■ **Challenge**: The records that follow are to be repeated exactly, with the pictures removed.

■ **Rows**:

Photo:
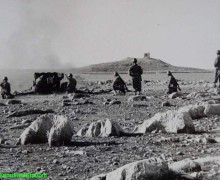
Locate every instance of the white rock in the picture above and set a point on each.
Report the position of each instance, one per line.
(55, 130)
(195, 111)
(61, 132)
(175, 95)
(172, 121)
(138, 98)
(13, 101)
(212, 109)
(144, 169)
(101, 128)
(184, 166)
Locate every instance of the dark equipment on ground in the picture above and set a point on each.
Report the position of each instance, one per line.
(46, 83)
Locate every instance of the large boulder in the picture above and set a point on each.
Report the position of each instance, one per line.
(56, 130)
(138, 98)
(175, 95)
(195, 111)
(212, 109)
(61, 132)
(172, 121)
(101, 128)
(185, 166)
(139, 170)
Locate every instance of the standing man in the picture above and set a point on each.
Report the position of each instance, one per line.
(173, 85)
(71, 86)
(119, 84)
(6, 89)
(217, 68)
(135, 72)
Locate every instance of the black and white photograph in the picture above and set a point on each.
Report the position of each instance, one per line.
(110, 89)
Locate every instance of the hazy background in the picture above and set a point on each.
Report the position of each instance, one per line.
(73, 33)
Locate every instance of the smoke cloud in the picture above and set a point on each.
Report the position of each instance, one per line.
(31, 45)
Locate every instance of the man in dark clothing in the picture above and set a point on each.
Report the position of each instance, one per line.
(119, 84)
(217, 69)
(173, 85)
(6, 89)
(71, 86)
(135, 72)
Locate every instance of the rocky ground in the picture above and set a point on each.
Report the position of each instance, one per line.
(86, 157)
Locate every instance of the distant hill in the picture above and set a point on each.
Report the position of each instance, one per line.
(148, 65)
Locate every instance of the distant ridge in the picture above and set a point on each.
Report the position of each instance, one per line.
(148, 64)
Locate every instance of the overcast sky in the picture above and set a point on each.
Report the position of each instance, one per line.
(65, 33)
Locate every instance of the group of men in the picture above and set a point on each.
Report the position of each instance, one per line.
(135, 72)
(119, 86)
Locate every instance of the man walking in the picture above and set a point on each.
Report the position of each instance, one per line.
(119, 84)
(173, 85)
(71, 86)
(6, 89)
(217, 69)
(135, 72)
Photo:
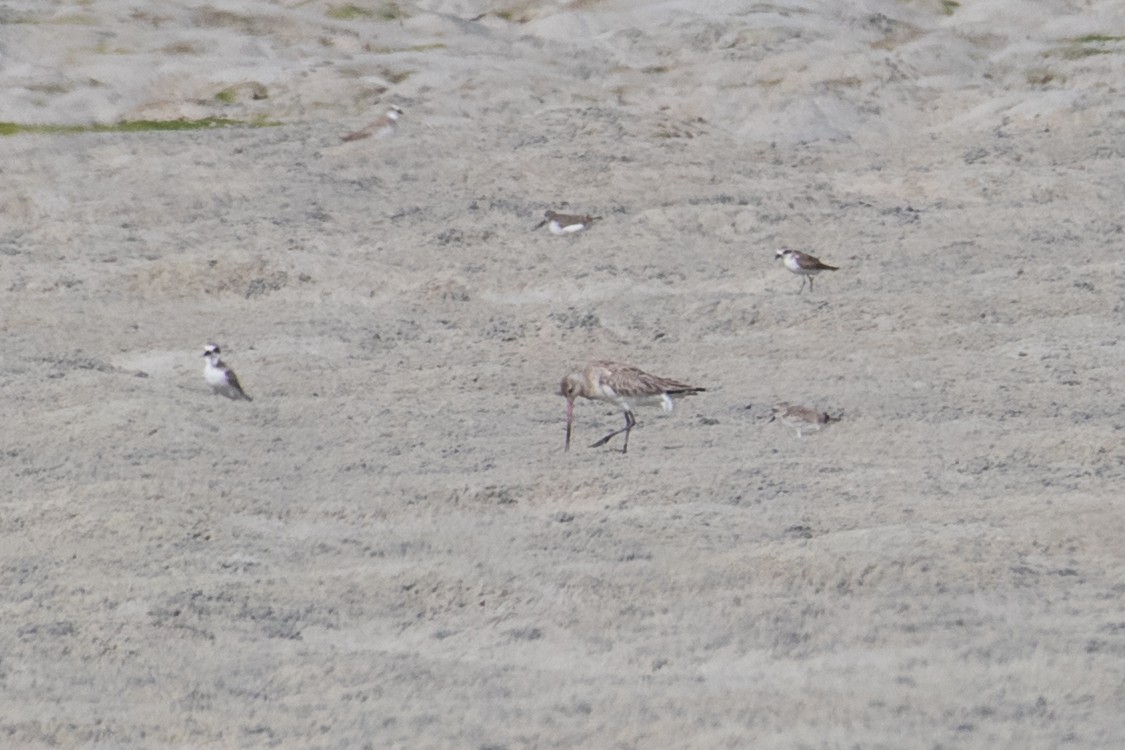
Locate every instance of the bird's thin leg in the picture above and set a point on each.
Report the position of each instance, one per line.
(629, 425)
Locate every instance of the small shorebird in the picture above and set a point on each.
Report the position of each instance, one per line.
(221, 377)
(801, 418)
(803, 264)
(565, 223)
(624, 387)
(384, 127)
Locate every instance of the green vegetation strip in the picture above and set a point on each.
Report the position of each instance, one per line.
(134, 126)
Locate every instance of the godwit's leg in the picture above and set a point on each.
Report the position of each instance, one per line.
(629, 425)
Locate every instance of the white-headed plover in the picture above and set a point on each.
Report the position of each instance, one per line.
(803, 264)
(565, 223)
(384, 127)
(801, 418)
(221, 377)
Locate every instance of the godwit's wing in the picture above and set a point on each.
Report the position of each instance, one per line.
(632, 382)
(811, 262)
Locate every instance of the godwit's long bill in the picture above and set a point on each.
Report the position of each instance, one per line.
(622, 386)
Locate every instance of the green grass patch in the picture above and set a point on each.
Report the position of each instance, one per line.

■ **Expected output**:
Photo:
Locate every instance of the white rock in the picture above and set a point on each.
Report the position of each instance, one per line.
(55, 130)
(195, 111)
(61, 132)
(175, 95)
(172, 121)
(138, 98)
(13, 101)
(212, 109)
(144, 169)
(101, 128)
(184, 166)
Locate every instance of the dark equipment on ground in the picture above and set a point on each.
Report the position of each instance, one per line.
(46, 83)
Locate every instance of the large boulder in the picture above and set a point on each.
Report the position of each instance, one per line.
(56, 130)
(138, 98)
(175, 95)
(195, 111)
(212, 109)
(61, 132)
(172, 121)
(101, 128)
(185, 166)
(139, 170)
Locate every instance of the standing man in the picture above and set a point on each.
Report the position of each instance, one per line.
(173, 85)
(71, 86)
(119, 84)
(6, 89)
(217, 68)
(135, 72)
Locate every instance of the black and white photograph in the picture above and set a point on each.
Report the position of each instance, one per line.
(110, 89)
Locate every instance of the hazy background in the picture above and set a point on each.
Report the position of each instance, one per line.
(73, 33)
Locate every instance of the smoke cloud in the picture above and set a point on each.
Report the position of each instance, one per line.
(31, 45)
Locate every instance of the man in dark clothing in the picture above and set a point on each.
Report the position of each instance, one per line.
(119, 84)
(217, 69)
(173, 85)
(6, 89)
(71, 86)
(135, 72)
Locate every instance of the rocky ground in the picture above and set a point on each.
Report the position of each instance, one per line.
(86, 157)
Locate every instance of the distant hill in the picture above and set a point on each.
Report the position of each instance, one per line.
(148, 65)
Locate every instance of the distant ridge in the picture above and set a point on each.
Report the position of each instance, one per line.
(148, 64)
Locate every instance of the overcast sky in the picture above and set a point on each.
Report the position of each instance, one per line.
(65, 33)
Locate every instance of the group of men in the picture above and set a point on each.
Report the position of each instance, one per line.
(135, 72)
(119, 86)
Locate every instance of the man walking in the picture above and set a point on each.
Report the position of each instance, one per line.
(119, 84)
(173, 85)
(71, 86)
(6, 89)
(217, 69)
(135, 72)
Photo:
Locate every instance of the bird's thin leg in the picture above and set a point on each.
Report the position of each instance, one per line.
(629, 425)
Locate every instance of the small shorebird in the picture above and set a point on each.
Report the position of each instance, one per line.
(221, 377)
(801, 418)
(803, 264)
(565, 223)
(624, 387)
(384, 127)
Locate every instance of the green vegetation strip in the picture above and set a point on each.
Report the position of each instance, one per line.
(134, 126)
Locate every instance of the godwit's leg in the picture above and set a point on each.
Report the position of each instance, one per line.
(629, 425)
Locate every instance of the white-headed plover in the picture above and set a point on each.
Report the position of each instance, one per line.
(803, 264)
(565, 223)
(384, 127)
(801, 418)
(221, 377)
Locate every instance of the godwit's wing in the picture above and set a point on each.
Report the position of each instance, one per line.
(632, 382)
(811, 262)
Locate every instance of the godwit's long bill in the picture above and set a point on each.
Report the position of each instance, one per line.
(622, 386)
Locate every instance of the green grass patch in the picture above and set a point on each.
Report the position of each instance, one per line.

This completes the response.